**EXERCISE:** Search the entries for the word "below" and copy each line that has it.

**RECORDS FOR PROCESSING:**
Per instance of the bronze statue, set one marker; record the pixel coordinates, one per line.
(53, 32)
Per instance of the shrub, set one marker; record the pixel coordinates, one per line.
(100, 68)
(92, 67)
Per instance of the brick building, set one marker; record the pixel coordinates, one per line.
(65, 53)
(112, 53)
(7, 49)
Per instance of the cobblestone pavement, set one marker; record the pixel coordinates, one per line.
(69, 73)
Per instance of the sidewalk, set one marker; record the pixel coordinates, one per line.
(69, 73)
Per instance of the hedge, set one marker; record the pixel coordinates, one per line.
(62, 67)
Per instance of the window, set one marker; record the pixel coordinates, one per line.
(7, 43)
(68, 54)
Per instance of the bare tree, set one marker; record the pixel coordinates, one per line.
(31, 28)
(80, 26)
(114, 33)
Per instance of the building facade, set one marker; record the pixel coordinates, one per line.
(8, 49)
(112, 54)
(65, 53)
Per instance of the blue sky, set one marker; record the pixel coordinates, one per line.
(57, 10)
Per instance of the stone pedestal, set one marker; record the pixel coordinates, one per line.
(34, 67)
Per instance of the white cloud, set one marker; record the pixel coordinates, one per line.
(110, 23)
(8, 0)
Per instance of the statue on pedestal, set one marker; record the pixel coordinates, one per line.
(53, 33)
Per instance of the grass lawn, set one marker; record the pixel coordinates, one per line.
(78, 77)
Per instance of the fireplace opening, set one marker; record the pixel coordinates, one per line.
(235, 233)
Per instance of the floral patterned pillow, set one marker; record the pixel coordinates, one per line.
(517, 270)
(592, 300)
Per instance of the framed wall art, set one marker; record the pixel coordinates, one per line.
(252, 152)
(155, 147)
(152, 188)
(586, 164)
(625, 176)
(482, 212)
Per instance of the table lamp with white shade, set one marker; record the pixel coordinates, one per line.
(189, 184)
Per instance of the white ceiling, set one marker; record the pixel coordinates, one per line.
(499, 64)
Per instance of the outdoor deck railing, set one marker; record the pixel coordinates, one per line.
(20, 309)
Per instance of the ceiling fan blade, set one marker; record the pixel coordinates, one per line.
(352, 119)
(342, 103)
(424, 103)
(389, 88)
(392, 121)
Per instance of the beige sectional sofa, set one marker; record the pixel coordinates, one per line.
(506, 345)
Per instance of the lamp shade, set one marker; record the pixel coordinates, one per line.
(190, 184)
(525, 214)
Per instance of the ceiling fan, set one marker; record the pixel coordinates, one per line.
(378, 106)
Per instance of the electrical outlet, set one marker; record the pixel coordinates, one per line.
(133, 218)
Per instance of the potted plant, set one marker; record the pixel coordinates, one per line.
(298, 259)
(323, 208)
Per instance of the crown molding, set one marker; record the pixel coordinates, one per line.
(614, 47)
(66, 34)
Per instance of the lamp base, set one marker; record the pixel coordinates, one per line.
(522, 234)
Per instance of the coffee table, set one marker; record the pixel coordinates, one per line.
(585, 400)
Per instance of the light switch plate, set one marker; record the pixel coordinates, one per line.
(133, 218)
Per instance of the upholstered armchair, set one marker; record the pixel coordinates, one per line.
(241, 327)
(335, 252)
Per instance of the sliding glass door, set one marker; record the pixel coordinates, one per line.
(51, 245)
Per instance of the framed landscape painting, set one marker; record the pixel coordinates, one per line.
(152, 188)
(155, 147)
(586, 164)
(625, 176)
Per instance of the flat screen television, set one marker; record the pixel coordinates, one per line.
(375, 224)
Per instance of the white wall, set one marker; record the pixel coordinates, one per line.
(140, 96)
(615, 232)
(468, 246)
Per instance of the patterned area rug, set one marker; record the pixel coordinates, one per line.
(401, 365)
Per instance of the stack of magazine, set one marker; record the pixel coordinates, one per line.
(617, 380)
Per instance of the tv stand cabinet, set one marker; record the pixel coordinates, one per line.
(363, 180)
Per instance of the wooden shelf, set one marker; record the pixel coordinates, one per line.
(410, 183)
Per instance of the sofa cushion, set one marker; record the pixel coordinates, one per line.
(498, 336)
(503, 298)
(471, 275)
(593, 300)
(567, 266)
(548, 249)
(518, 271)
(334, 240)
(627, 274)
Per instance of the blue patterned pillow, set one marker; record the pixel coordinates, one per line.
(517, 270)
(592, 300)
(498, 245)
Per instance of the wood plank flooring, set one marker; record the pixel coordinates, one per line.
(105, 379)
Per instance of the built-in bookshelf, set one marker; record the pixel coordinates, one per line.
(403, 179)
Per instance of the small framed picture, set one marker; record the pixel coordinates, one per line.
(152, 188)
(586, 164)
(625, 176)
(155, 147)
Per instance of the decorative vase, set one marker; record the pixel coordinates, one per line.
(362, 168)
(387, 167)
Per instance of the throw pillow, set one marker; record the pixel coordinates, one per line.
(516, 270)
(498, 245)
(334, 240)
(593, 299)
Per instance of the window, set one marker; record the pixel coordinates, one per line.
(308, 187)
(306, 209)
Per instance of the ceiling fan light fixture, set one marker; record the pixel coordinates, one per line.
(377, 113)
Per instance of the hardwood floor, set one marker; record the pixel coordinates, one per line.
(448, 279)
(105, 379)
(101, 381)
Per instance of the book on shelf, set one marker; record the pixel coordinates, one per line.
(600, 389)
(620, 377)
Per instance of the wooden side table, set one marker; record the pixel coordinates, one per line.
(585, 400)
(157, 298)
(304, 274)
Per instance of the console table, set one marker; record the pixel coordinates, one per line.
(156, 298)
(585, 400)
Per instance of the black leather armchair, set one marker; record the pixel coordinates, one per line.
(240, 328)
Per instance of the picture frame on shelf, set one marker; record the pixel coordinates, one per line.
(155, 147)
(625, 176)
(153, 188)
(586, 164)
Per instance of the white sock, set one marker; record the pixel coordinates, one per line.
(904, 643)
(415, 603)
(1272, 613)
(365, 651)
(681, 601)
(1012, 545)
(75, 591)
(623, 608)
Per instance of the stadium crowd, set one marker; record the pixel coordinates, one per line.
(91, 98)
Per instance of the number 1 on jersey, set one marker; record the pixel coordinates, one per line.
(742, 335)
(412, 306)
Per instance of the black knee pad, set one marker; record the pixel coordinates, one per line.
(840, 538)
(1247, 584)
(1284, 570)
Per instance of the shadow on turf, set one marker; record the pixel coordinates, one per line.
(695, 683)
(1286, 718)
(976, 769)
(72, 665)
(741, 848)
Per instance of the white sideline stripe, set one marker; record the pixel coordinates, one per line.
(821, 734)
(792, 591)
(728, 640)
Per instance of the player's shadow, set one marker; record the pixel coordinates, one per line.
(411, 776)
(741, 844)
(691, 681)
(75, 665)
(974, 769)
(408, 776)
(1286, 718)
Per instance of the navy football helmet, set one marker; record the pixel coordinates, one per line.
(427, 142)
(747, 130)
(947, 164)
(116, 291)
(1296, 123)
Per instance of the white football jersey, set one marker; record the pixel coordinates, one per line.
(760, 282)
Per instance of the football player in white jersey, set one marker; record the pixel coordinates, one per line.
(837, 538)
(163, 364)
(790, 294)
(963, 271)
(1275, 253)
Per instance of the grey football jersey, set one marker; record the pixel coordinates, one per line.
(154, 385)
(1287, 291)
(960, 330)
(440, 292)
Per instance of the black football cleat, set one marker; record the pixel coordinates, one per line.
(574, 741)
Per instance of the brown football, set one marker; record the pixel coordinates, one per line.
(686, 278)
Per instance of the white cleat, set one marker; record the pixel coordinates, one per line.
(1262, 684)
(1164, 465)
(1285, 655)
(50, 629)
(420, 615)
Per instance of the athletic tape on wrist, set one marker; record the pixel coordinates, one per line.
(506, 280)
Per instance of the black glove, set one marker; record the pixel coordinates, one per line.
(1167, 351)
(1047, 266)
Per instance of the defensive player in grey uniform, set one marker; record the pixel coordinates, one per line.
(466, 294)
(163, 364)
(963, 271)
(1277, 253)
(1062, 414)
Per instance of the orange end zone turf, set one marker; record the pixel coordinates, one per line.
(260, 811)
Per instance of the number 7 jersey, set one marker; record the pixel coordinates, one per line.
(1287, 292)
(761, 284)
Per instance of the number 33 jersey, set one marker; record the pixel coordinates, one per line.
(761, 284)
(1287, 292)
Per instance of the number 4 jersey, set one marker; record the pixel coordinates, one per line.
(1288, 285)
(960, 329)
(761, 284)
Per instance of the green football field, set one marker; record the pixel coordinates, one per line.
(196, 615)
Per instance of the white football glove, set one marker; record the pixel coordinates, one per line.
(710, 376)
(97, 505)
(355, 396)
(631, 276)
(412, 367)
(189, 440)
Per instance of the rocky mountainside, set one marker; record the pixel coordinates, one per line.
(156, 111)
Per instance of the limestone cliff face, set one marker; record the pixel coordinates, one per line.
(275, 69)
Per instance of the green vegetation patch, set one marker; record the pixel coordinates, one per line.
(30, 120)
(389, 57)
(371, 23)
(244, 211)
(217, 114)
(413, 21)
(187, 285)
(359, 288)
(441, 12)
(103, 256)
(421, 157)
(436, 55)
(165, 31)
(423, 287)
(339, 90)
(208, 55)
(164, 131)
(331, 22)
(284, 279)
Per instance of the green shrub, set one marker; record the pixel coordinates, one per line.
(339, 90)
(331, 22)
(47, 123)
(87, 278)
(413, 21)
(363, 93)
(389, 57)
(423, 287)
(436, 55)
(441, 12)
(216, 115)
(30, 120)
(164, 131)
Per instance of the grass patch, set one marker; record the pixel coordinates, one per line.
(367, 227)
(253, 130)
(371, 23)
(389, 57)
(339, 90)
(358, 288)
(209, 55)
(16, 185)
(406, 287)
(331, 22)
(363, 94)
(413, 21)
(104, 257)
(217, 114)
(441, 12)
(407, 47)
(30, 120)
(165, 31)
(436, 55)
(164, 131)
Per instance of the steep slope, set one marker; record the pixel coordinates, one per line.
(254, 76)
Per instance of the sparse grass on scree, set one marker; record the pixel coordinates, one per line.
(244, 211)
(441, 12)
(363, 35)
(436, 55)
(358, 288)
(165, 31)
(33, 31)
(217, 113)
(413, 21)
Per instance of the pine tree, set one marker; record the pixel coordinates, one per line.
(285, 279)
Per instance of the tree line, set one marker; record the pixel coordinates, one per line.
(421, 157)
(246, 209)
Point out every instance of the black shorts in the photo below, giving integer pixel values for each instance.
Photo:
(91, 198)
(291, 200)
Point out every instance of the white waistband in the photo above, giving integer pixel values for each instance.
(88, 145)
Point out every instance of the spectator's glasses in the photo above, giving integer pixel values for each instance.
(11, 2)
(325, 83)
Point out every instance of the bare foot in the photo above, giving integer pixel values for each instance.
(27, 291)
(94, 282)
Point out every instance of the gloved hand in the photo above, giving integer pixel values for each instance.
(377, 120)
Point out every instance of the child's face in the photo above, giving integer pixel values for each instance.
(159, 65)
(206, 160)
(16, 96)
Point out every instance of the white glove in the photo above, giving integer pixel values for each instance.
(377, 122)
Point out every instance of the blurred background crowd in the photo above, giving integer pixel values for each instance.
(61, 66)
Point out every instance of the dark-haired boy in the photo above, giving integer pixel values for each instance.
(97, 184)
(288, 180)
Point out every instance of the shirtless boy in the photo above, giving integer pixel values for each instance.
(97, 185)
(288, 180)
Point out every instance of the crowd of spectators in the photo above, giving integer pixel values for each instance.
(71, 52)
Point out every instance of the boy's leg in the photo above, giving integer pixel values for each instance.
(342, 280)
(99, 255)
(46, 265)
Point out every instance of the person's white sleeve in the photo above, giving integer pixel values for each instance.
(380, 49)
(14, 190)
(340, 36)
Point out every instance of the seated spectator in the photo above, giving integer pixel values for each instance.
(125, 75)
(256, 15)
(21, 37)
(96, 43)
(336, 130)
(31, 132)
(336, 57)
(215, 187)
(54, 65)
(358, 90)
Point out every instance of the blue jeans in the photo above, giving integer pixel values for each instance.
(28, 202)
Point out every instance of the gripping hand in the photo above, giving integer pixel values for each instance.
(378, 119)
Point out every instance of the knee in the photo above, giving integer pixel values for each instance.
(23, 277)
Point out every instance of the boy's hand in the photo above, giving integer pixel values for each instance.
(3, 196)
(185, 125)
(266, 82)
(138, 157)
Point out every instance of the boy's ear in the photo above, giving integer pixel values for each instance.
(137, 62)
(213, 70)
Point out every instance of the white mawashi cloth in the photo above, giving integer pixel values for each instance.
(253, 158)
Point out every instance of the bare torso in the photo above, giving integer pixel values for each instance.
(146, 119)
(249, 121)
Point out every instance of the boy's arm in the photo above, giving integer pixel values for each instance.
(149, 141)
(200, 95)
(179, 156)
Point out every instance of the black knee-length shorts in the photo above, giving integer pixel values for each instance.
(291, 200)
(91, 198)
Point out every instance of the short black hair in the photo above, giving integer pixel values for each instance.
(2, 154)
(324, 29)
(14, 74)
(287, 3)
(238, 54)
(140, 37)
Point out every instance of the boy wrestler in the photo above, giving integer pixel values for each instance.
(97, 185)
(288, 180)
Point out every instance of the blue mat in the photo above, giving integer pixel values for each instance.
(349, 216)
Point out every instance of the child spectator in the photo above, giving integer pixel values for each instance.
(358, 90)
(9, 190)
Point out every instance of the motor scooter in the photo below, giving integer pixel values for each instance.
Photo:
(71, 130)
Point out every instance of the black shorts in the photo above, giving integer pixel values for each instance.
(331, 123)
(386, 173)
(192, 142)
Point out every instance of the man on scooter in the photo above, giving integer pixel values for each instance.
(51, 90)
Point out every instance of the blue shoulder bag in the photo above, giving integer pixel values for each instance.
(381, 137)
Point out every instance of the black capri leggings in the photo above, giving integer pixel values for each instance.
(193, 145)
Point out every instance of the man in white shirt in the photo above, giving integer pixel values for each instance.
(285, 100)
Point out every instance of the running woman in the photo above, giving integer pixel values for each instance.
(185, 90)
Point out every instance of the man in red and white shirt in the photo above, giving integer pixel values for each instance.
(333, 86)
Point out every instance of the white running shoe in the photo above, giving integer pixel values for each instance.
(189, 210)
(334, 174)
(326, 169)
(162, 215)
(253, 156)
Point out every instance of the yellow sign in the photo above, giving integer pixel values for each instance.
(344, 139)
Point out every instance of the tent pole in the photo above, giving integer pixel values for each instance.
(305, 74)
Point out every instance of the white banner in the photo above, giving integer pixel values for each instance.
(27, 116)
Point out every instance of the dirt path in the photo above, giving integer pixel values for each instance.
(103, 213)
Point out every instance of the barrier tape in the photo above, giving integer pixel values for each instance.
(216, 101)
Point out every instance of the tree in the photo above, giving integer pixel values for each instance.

**TASK RESPONSE:**
Point out every instance of the black shorts in the photo below, giving integer pixel values for each instance.
Point out every instance of the motor scooter in the photo below, giving integer pixel values for each instance.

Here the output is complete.